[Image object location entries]
[Start]
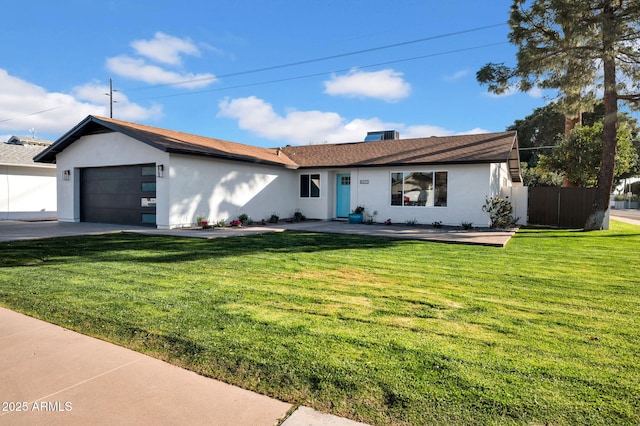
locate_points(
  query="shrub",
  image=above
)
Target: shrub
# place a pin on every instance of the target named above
(298, 216)
(500, 212)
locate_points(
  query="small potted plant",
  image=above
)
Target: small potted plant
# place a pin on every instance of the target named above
(357, 215)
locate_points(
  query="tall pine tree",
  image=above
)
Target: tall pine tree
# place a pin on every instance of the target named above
(581, 48)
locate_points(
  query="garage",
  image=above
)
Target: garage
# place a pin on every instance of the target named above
(124, 195)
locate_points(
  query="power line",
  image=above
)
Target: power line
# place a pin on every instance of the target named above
(31, 113)
(323, 58)
(307, 61)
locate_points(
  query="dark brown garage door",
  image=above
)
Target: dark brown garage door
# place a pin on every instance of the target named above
(123, 195)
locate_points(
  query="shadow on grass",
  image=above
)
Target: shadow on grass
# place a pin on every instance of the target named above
(126, 247)
(539, 232)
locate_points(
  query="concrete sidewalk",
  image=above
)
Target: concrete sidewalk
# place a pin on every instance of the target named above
(631, 216)
(53, 376)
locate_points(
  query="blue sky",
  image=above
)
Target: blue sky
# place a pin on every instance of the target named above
(265, 73)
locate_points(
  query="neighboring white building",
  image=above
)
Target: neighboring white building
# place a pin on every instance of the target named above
(27, 188)
(114, 171)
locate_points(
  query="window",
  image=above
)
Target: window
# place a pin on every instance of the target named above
(310, 186)
(426, 189)
(148, 187)
(148, 170)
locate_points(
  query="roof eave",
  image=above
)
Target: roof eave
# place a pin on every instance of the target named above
(232, 157)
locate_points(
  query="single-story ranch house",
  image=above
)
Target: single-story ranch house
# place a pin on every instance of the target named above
(112, 171)
(27, 188)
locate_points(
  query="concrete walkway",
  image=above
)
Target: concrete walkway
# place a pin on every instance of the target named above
(53, 376)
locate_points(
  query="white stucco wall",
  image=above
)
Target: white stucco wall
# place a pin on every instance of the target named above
(27, 192)
(106, 149)
(222, 190)
(322, 207)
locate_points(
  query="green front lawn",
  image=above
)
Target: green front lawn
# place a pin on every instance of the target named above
(544, 331)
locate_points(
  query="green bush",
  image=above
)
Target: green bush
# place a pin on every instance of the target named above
(500, 212)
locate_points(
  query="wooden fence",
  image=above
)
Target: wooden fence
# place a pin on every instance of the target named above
(561, 207)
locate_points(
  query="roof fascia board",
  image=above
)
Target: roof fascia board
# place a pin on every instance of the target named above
(232, 157)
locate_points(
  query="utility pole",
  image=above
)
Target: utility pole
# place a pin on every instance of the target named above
(111, 101)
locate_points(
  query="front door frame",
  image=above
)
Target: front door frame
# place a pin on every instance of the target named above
(343, 195)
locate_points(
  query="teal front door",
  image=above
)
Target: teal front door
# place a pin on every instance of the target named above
(343, 194)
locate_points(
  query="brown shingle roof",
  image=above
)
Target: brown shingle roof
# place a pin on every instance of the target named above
(169, 141)
(482, 148)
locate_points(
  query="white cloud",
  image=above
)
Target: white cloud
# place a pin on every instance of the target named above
(168, 51)
(257, 116)
(24, 105)
(456, 75)
(138, 69)
(303, 127)
(165, 48)
(387, 85)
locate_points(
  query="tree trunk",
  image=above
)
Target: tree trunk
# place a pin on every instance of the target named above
(600, 205)
(569, 124)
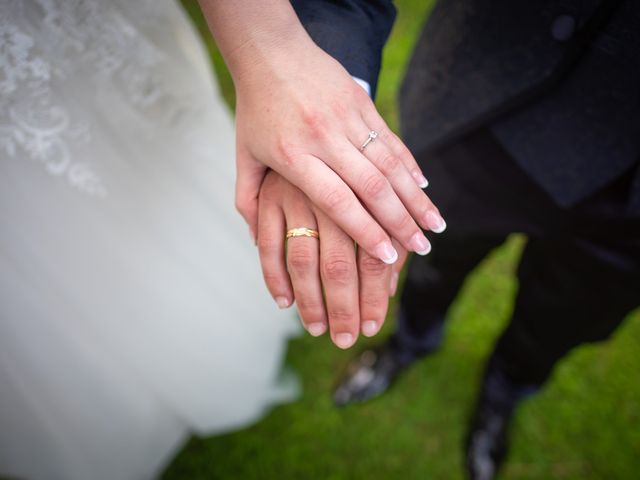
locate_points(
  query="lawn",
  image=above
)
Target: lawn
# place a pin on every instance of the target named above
(583, 425)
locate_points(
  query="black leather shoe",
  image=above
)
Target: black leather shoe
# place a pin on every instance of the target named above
(371, 374)
(487, 441)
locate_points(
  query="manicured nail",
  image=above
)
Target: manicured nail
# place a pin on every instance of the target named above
(420, 179)
(316, 329)
(386, 253)
(420, 244)
(344, 340)
(435, 221)
(394, 283)
(369, 328)
(283, 302)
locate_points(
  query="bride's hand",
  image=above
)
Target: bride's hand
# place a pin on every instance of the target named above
(300, 113)
(333, 284)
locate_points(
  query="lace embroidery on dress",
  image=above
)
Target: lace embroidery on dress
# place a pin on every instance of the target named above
(44, 43)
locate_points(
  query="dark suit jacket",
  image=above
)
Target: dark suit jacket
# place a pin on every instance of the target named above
(558, 81)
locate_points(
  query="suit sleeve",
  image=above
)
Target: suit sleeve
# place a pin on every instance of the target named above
(351, 31)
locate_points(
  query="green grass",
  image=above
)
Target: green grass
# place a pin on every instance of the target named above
(584, 425)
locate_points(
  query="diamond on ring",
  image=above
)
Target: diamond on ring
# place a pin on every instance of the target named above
(372, 136)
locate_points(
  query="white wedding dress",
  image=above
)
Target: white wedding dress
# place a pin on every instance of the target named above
(132, 310)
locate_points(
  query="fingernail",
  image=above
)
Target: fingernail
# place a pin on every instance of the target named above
(420, 244)
(344, 340)
(283, 302)
(420, 179)
(386, 253)
(394, 283)
(369, 328)
(435, 222)
(316, 329)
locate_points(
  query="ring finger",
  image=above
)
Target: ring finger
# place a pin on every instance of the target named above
(303, 266)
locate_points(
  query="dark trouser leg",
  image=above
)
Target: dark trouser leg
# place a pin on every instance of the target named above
(571, 292)
(431, 285)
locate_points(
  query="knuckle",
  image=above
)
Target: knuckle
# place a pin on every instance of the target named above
(388, 163)
(386, 135)
(335, 200)
(372, 266)
(285, 151)
(374, 187)
(338, 269)
(314, 120)
(267, 245)
(300, 260)
(339, 109)
(242, 206)
(375, 304)
(310, 310)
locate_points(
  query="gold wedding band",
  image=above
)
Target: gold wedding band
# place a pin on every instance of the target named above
(302, 232)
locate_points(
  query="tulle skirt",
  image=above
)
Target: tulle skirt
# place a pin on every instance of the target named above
(132, 310)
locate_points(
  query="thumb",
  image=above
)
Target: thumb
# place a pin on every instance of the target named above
(249, 176)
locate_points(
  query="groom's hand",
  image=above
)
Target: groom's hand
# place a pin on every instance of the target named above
(334, 285)
(308, 123)
(300, 113)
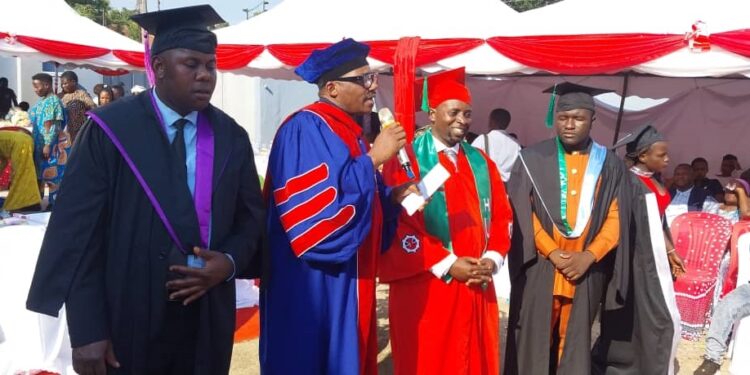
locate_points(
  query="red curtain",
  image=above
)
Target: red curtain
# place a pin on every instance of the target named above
(737, 41)
(236, 56)
(430, 50)
(294, 54)
(130, 57)
(62, 49)
(586, 54)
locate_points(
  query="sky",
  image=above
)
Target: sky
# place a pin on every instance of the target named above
(230, 10)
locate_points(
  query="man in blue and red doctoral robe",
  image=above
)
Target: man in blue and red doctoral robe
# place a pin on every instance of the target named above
(443, 312)
(325, 218)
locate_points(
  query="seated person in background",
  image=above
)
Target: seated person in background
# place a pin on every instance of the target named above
[End]
Pictures stay out of the copy; please restate every record above exactly.

locate_points(
  query="shrub",
  image=above
)
Target: shrub
# place a pin on every instance of the target named above
(298, 216)
(500, 212)
locate_points(
  query="small potted plant",
  image=above
)
Target: small potted plant
# place a pin on every instance of the target named above
(357, 215)
locate_points(
  query="tall pine tree",
  image=above
)
Target: tall pine tree
# place a pin on every instance of the target named above
(581, 48)
locate_points(
  query="garage",
  image=above
)
Target: garage
# place a pin on every instance of the target named above
(124, 195)
locate_points(
  query="power line",
  image=above
)
Target: power line
# place a pin on every instance of the target named above
(31, 113)
(323, 58)
(307, 61)
locate_points(
  query="dark brown garage door",
  image=above
)
Target: dark brown garage door
# place a pin on every instance of the target named above
(123, 195)
locate_points(
  query="shadow on grass",
  image=above
)
Target: shadow on grass
# place a pin on every instance of the target named above
(126, 247)
(539, 232)
locate_points(
  query="concrete sidewalk",
  image=above
)
Target: concrete sidewalk
# place a pin on every instance of the target named above
(631, 216)
(53, 376)
locate_points(
  query="blue sky",
  image=above
)
Target: blue sky
# place a pin on every instance of the target named above
(265, 73)
locate_points(
  query="neighboring white building",
  image=above
)
Target: neighboring white building
# place a pin on every instance of the target named above
(27, 188)
(114, 171)
locate_points(
  query="window",
  image=above
)
Target: window
# place a pin on every instance of the target named above
(310, 186)
(426, 189)
(148, 187)
(148, 170)
locate_points(
  query="roof eave",
  image=above
)
Target: roof eave
# place a pin on every instance of the target named above
(232, 157)
locate_points(
  query="single-story ranch house",
  image=above
)
Target: single-story ranch house
# place a pin on every instance of the target named above
(112, 171)
(27, 188)
locate_points(
  query="concrete walkway",
  image=above
)
Target: concrete walkway
# place a pin on every instance of the target named above
(53, 376)
locate_points(
  query="white stucco wall",
  image=above
)
Target: white stucco wall
# place a pin on every instance of the target named above
(27, 192)
(106, 149)
(222, 190)
(322, 207)
locate_points(
  query="green front lawn",
  image=above
)
Target: green front lawn
# place a pin on every instance of the target named above
(544, 331)
locate_points(
  query="green bush",
  image=above
)
Target: green bush
# place a pin on every instance of the target named above
(500, 212)
locate_points(
  query="wooden fence",
  image=above
)
Target: wooden fence
# place a pin on every instance of the target named above
(561, 207)
locate_points(
  query="roof fascia board",
  image=above
)
Target: roof fascia board
# place a pin on every instance of the target named above
(232, 157)
locate_points(
  query="utility pole",
  image=above
)
Target: utility pole
# place a pin on every instance of the target named above
(111, 101)
locate_points(
  query="front door frame",
  image=above
)
Target: front door frame
# place a pin on every instance of the target named above
(343, 195)
locate_points(
  query="teal front door",
  image=above
)
Target: teal front door
# place a pin on every instance of the target named above
(343, 194)
locate_points(
  query="brown shingle roof",
  image=above
)
Target: brown shingle roof
# place a pin on every instance of the target named above
(169, 141)
(482, 148)
locate_points(
  query="white cloud",
  image=above
)
Target: white cloud
# place a pin on every instance of the target named above
(168, 51)
(257, 116)
(24, 105)
(456, 75)
(138, 69)
(303, 127)
(165, 48)
(387, 85)
locate_points(
  query="tree trunk",
  image=above
)
Target: tree trunk
# place a pin on every instance of the target named above
(600, 205)
(569, 124)
locate_points(
  query="lawn",
  image=above
)
Target: lawn
# place a pin on every instance of the target named above
(583, 425)
locate_points(
  query="black leather shoe",
  image=above
)
Target: black leather shoe
# place a pin on every instance of the target named above
(371, 374)
(487, 441)
locate_points(
  query="manicured nail",
  image=above
)
Target: manicured nail
# place a pin on every instance of the target named above
(420, 179)
(316, 329)
(386, 253)
(420, 244)
(344, 340)
(435, 221)
(394, 283)
(369, 328)
(283, 302)
locate_points(
  query="bride's hand",
  image=above
)
Target: bride's hand
# place a pin on every instance of the target named above
(300, 113)
(333, 284)
locate_points(
  query="lace embroidery on dress",
  image=above
)
Target: lace embroidery on dress
# place a pin on every instance of the target named above
(44, 43)
locate_points(
  query="dark suit jacket",
  image=above
)
Target: dark suit jacket
# place a pin on every instance of the target named above
(558, 81)
locate_points(
  query="suit sleeve",
  image=above
)
Target: suit sleeve
# place a pin on every instance of the target named above
(351, 31)
locate_points(
  query="green grass",
  image=above
)
Target: green grass
# place a pin on every instance of the target named above
(584, 425)
locate_points(
  query="diamond on ring",
  image=above
)
Target: diamond on ring
# place a pin on every instance of the target named above
(372, 136)
locate_points(
  query="white wedding dress",
  image=above
)
Target: white wedding dress
# place a pin on every instance of the target named above
(132, 310)
locate_points(
  query="fingernail",
  image=above
)
Target: fingernail
# place a pin on every instance of the target named above
(420, 244)
(344, 340)
(283, 302)
(420, 179)
(386, 253)
(394, 283)
(369, 328)
(435, 222)
(316, 329)
locate_points(
  query="ring finger",
  image=above
)
Target: ring finger
# place a pin on every instance of the target named above
(303, 266)
locate_points(
  query="dark trouser leg",
  image=above
)
Target: dark trouser leg
# place a pin on every instance of the target named above
(571, 292)
(431, 285)
locate_points(
  query="knuckle",
  image=above
)
Target: knuckle
# place a pin on every instance of the target named above
(388, 163)
(386, 135)
(335, 200)
(372, 266)
(285, 151)
(374, 187)
(338, 269)
(314, 120)
(267, 245)
(300, 260)
(339, 109)
(242, 206)
(375, 304)
(310, 310)
locate_points(
  query="gold wedding band",
  image=above
)
Target: gold wedding band
# place a pin on every instance of the target named above
(302, 232)
locate_points(
  query="tulle skirt",
  image=above
)
Target: tulle skirt
# place a pin on every instance of the target named above
(132, 310)
locate_points(
  query="thumb",
  image=above
)
Target: thumb
# place a pin on every instance of the target named above
(249, 176)
locate_points(
  query="groom's hand",
  image=above
)
Target: groom's hand
# place a pin on every instance of the target named above
(334, 285)
(308, 123)
(300, 113)
locate_points(
  query="red curtain",
  image=above
)
Target: red curtain
# place a pin on every instance of the target named above
(737, 41)
(236, 56)
(430, 50)
(294, 54)
(130, 57)
(62, 49)
(586, 54)
locate_points(
  query="sky",
  image=above
)
Target: sky
# place a pin on every instance of the target named above
(230, 10)
locate_points(
  query="man in blue and red doctoral robe",
  image=above
)
Target: man in blue and red doctoral robe
# place a pin on every instance of the target named above
(443, 312)
(325, 218)
locate_points(
  query="seated person in background",
  image=above
)
Target: seated person in background
# place a pin on every instance of the target named above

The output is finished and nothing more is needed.